╭─ RECORDED INFORMATION
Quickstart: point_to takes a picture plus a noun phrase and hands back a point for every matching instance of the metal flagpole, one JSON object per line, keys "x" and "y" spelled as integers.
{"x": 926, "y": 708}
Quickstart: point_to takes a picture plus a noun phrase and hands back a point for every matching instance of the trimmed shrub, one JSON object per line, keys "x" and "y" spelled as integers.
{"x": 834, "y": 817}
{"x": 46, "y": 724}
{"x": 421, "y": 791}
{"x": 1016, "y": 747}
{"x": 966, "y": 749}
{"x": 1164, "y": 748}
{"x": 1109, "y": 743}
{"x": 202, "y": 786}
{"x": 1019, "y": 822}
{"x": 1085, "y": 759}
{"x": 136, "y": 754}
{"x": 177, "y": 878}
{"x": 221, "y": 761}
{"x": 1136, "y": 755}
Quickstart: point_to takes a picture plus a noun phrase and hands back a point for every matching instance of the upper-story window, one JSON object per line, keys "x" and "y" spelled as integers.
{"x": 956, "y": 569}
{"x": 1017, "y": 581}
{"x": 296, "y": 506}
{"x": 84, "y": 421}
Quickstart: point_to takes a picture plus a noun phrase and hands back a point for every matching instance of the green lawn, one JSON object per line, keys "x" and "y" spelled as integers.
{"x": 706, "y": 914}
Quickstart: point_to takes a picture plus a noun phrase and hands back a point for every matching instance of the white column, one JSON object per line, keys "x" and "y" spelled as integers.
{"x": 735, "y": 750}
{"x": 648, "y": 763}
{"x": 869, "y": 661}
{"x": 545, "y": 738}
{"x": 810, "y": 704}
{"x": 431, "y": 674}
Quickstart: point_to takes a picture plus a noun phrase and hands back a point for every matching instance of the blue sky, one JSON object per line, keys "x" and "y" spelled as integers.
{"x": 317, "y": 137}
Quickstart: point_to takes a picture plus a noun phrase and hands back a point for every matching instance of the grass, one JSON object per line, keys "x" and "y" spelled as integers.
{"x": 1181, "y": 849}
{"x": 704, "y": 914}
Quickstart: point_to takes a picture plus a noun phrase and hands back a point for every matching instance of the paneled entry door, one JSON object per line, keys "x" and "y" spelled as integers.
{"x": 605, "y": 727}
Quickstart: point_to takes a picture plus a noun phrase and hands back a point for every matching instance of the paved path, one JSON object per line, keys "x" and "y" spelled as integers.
╰─
● **PROBLEM**: Your reply must repeat the records above exactly and in full.

● **RESPONSE TO THIS EXERCISE**:
Quickstart: point_to takes a picture plus a noun phrase and hands back a point for every matching instance of the metal flagpole, one JSON object per line, keys "x" and "y" spelled as integers.
{"x": 926, "y": 708}
Quickstart: point_to takes a picture plus a noun phrase and hands back a point for every matching instance of the trimmed shrub, one JSON object per line, keys "x" and "y" spelled as integers.
{"x": 834, "y": 817}
{"x": 46, "y": 724}
{"x": 421, "y": 791}
{"x": 1016, "y": 747}
{"x": 966, "y": 749}
{"x": 1164, "y": 748}
{"x": 1109, "y": 743}
{"x": 202, "y": 786}
{"x": 1019, "y": 822}
{"x": 1085, "y": 759}
{"x": 136, "y": 754}
{"x": 177, "y": 878}
{"x": 221, "y": 761}
{"x": 1136, "y": 755}
Quickstart: point_to takes a picture plus a noun phrase and hands back a point for every matching instance of the upper-story window, one JSON object per line, keys "x" and "y" spelled as integers.
{"x": 956, "y": 569}
{"x": 1017, "y": 581}
{"x": 296, "y": 506}
{"x": 84, "y": 421}
Quickstart: point_to takes a picture plus a noun phrase and hands back a point for every matching instance of the green lawn, one JSON object per line, keys "x" and "y" spelled as integers.
{"x": 706, "y": 914}
Quickstart: point_to takes a picture plus a noun phrase and hands back a point for every matching instance of the white column, one JSON object per line, keys "x" and "y" spelled as integers.
{"x": 735, "y": 750}
{"x": 648, "y": 763}
{"x": 869, "y": 661}
{"x": 545, "y": 738}
{"x": 810, "y": 704}
{"x": 431, "y": 674}
Quickstart: point_to takes a picture plus a noun phrase and hands back a point for every matching instance of the blue sky, one JSON object per line, keys "x" and "y" spelled as integers.
{"x": 317, "y": 137}
Quickstart: point_to takes a picture plus a noun phrase and hands back a point for every matching instance of the grass, one JSON object per line, keys "x" and "y" spelled as integers.
{"x": 1181, "y": 849}
{"x": 704, "y": 914}
Quickstart: point_to takes a picture plus a noun phrase and hands back a point for every matching instance of the paneled entry door, one JSON object per line, keys "x" and "y" spelled as integers.
{"x": 605, "y": 727}
Quickstart: point_to takes a picture plus a noun phrase and hands back a point for every matching instance of the paved path, one JSON object per line, keys "x" and "y" spelled as integers.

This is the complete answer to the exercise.